**Reading text:**

▬▬▬▬▬▬▬▬▬▬

# iphone as ipod



## Audiodreamer (Jan 11, 2009)

Want to use my iphone as ipod with pandora radio, feeding my Onkyo 606. Looking for ideas on the best way to do this and keeping the phone charged at the same time getting the best possible sound.

Thanks for any and all inputs.


----------



## Dave Upton (Aug 4, 2009)

You might try using the USB port on your set top box as a source of USB power - then using a 3.5mm to RCA cable for the audio output. Your other option is something like this:

http://www.amazon.com/Pioneer-CD-IU50V-Interface-Cable-iPhone/dp/B001TINUF4


----------



## tonyvdb (Sep 5, 2007)

I have the Onkyo iPod dock and it works really well. Hooks directly to the receivers tape input and will even display the info on your display.


----------



## Matteo (Jul 12, 2006)

I like the idea of the Onkyo docking station. It incorporates nicely into the system and does what you are looking for. 

Matteo


----------



## davidburn (May 10, 2007)

Matteo said:


> I like the idea of the Onkyo docking station. It incorporates nicely into the system and does what you are looking for.
> 
> Matteo


Check out Ebay as there are so many brands out there for half the price that do the same thing. I use mine when I go on holidays to take movies with me to view on any tv to save :spend::spend: and then use it to play music and charge on a docking station when im home but the picture and sound is only as good as you record it. 

Dave


----------



## lcaillo (May 2, 2006)

That is a great idea, Dave, thanks. I plug mine into a.c. which is inconvenient but I have the cable box right there.


----------



## davidburn (May 10, 2007)

lcaillo said:


> That is a great idea, Dave, thanks. I plug mine into a.c. which is inconvenient but I have the cable box right there.


There is so many software programs now for converting your own DVD's to Ipod movie files which make life so easy.

Here are a few if anyone is looking.

dvdfab
convertxtodvd
winavi converter
nero 8,9 and 10

There is also once you can purchase from itunes but they are all great and all do the same thing.

Dave.


----------

▬▬▬▬▬▬▬▬▬▬

**Photo-based point labeling data:**
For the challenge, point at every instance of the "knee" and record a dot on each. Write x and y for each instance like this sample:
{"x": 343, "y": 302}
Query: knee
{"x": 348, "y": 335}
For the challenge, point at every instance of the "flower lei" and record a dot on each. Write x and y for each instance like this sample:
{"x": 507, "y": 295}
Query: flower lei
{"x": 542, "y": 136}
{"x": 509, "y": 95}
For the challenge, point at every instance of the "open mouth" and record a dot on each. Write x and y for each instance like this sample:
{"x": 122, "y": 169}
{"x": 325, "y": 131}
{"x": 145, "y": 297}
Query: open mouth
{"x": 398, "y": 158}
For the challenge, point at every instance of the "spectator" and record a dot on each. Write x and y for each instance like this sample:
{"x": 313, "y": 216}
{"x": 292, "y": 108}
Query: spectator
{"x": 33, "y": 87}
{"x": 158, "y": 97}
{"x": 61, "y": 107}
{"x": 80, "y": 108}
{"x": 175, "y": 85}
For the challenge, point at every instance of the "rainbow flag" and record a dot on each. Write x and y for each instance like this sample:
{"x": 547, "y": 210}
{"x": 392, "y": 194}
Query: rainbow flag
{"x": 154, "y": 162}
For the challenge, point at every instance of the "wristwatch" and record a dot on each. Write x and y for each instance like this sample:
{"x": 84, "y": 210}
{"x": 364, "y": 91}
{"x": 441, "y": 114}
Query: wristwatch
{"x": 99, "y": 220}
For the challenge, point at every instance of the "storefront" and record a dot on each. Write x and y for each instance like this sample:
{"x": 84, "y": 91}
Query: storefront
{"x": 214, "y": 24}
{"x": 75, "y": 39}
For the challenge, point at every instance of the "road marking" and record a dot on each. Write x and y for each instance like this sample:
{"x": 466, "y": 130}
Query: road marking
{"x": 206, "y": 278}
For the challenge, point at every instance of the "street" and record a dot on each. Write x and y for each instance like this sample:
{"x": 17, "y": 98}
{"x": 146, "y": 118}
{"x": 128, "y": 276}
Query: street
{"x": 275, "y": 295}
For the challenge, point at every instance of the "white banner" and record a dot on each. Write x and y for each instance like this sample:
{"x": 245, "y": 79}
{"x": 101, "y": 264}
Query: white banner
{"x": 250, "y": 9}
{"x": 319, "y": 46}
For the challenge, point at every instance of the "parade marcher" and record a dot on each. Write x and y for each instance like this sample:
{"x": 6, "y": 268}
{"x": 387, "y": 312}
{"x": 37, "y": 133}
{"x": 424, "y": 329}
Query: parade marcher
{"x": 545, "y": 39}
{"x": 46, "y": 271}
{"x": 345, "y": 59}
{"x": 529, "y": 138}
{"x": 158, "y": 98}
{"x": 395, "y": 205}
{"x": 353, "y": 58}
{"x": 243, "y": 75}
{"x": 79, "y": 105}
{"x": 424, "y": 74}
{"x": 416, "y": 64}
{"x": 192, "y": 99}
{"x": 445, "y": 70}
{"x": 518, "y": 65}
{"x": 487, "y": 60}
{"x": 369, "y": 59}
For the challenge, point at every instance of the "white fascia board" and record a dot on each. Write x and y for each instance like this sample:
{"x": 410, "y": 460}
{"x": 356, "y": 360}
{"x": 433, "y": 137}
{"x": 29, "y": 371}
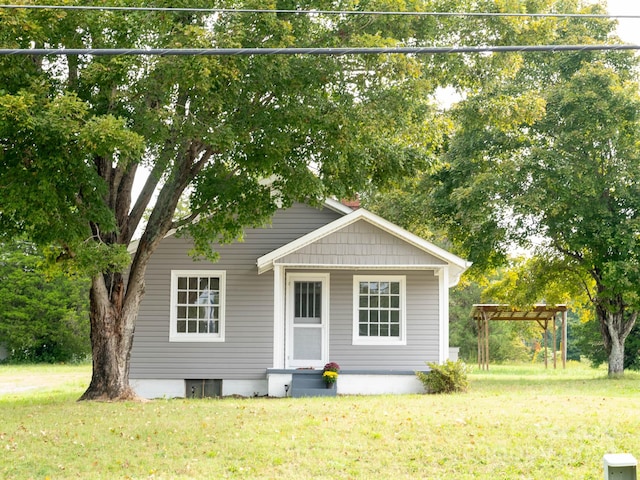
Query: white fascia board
{"x": 337, "y": 206}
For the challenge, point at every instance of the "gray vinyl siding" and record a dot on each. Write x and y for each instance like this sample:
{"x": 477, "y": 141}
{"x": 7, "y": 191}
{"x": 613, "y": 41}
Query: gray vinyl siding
{"x": 360, "y": 243}
{"x": 248, "y": 347}
{"x": 422, "y": 325}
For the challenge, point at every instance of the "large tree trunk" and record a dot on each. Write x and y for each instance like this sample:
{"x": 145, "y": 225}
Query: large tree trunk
{"x": 615, "y": 329}
{"x": 112, "y": 327}
{"x": 616, "y": 359}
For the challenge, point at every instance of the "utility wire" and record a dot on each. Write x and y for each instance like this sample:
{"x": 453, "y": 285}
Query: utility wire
{"x": 312, "y": 51}
{"x": 319, "y": 12}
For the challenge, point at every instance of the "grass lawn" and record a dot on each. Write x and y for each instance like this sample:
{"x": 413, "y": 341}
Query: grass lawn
{"x": 515, "y": 423}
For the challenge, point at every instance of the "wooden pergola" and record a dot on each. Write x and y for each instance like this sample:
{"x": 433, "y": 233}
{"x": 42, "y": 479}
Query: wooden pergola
{"x": 544, "y": 315}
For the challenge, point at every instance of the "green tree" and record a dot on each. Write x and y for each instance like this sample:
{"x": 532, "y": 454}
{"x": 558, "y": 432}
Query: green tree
{"x": 41, "y": 319}
{"x": 548, "y": 159}
{"x": 239, "y": 135}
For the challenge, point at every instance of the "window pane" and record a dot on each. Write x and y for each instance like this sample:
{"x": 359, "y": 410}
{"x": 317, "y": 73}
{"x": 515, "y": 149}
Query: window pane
{"x": 307, "y": 344}
{"x": 395, "y": 302}
{"x": 379, "y": 308}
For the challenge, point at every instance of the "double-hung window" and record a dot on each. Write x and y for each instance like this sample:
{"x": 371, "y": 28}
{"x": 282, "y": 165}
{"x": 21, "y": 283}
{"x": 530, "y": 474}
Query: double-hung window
{"x": 197, "y": 306}
{"x": 379, "y": 310}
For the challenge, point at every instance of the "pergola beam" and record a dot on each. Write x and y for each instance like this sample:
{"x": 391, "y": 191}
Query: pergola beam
{"x": 541, "y": 314}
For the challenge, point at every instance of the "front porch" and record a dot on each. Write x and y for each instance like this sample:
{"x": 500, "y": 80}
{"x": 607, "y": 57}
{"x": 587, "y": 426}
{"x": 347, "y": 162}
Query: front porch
{"x": 280, "y": 382}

▬▬▬▬▬▬▬▬▬▬

**Jobs:**
1. In the forum thread about using an iPhone as an iPod, what receiver does the original poster want to feed?
2. Repeat the forum thread word for word, starting with "I have the Onkyo" and going on through "(Jul 12, 2006)".
3. Summarize the forum thread in two sentences.

**Results in order:**
1. An Onkyo 606.

2.
I have the Onkyo iPod dock and it works really well. Hooks directly to the receivers tape input and will even display the info on your display.


----------



## Matteo (Jul 12, 2006)

3. A poster wants to use an iPhone as an iPod with Pandora radio, feeding an Onkyo 606, while keeping the phone charged and getting the best possible sound. Replies suggest powering it from a set top box's USB port with a 3.5mm to RCA cable, using a Pioneer interface cable, or using the Onkyo iPod dock, which hooks to the receiver's tape input, while another reply recommends cheaper docks on eBay.